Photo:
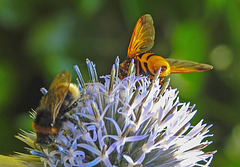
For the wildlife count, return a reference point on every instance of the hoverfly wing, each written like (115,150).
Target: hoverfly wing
(184,66)
(143,36)
(57,92)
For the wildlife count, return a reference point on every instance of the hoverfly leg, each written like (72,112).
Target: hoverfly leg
(137,67)
(160,81)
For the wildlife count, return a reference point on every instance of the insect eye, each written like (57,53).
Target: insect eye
(163,68)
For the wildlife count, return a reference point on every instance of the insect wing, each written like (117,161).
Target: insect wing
(184,66)
(57,92)
(143,36)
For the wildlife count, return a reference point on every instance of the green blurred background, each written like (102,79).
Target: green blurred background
(39,38)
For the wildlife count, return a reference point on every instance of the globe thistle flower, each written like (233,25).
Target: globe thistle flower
(131,122)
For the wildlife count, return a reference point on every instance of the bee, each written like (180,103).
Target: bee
(51,113)
(148,64)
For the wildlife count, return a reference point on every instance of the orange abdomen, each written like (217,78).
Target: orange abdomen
(149,63)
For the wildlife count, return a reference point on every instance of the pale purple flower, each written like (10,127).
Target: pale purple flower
(131,122)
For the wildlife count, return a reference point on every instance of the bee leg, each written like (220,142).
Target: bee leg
(74,105)
(41,149)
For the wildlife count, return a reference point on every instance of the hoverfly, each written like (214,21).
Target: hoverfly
(148,64)
(50,114)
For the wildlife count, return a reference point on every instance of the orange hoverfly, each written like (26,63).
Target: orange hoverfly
(148,64)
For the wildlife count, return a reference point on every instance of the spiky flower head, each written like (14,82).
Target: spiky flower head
(131,122)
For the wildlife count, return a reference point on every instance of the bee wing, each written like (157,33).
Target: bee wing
(143,36)
(57,92)
(184,66)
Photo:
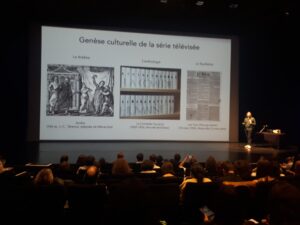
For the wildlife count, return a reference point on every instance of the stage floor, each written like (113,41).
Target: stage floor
(50,152)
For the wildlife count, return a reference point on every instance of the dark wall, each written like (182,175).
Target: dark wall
(268,82)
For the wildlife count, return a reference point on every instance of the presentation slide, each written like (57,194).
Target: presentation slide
(112,85)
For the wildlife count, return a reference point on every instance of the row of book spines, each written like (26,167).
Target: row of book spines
(144,105)
(149,79)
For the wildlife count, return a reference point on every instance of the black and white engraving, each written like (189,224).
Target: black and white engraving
(80,90)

===============

**Aim of the exercise**
Copy every line of all the items above word for word, leaving out the pictures.

**Solution for this exercise**
Photo:
For the wildlife count, return a reference point on every instance of the hoverfly wing, each written like (115,150).
Target: hoverfly wing
(184,66)
(143,36)
(57,92)
For the wildlife count, return a reference point on every instance of the hoverfly leg, each written like (72,112).
Target: hoverfly leg
(137,67)
(160,81)
For the wildlife count, return a reference point on every instance of the insect eye, each written like (57,53).
Target: insect eye
(163,68)
For the wildlife count, return a reference point on every instance of the insect wing, each written like (117,161).
Target: insect wing
(184,66)
(57,92)
(143,36)
For the wildlife count, return a reference point on every instance of the green blurred background, each written like (102,79).
Target: green blurred background
(39,38)
For the wildlife count, return a reference point on every instance of the globe thistle flower, each written like (233,25).
Target: globe thistle flower
(131,122)
For the wildlife count, return a reference point on every instance of the bee, each written like (180,103).
Target: bee
(51,113)
(148,64)
For the wildlife count, return a reference point on every instance of the orange abdomen, each written like (217,78).
Target: orange abdomen
(149,63)
For the wildlife count, return a reference point on every instance of the pale purple flower, each written like (10,127).
Target: pale purple flower
(131,122)
For the wildlife count, return a reference point on every instance of the bee leg, each written like (220,142).
Target: bee leg
(74,105)
(41,149)
For the wildlife count, return a reference point on every instance of the hoverfly, each written like (214,21).
Target: hoverfly
(148,64)
(50,114)
For the wildlife count, return a reference point on every instance of the orange hoverfly, each written like (26,63).
Target: orange hoverfly
(148,64)
For the wildlife count, return a reference point on every instance of the spiky flower head, each written like (14,82).
Target: spiky flower head
(131,122)
For the wildlife count, return a reference point on every instance of the bee wing, each written like (157,33).
Target: bee wing
(143,36)
(57,92)
(184,66)
Photo:
For the wildlife count, return a reference point on every instance of the stage floor, each written like (113,41).
Target: stage floor
(50,152)
For the wildlife count, return a reference point on every instance of the dark wall, each written like (182,175).
Target: dark wall
(268,82)
For the wildlife count, return a reference point on every instance of the presentation slide, each written like (57,194).
Target: presentation slide
(112,85)
For the wildlife count, return a reference point on every instance of the row of book spines, each written like (26,167).
Target: row of book spines
(144,105)
(149,79)
For the wildlife count, return a reference point on every instance of the black and white engraving, each written like (189,224).
Target: black and white engraving
(80,90)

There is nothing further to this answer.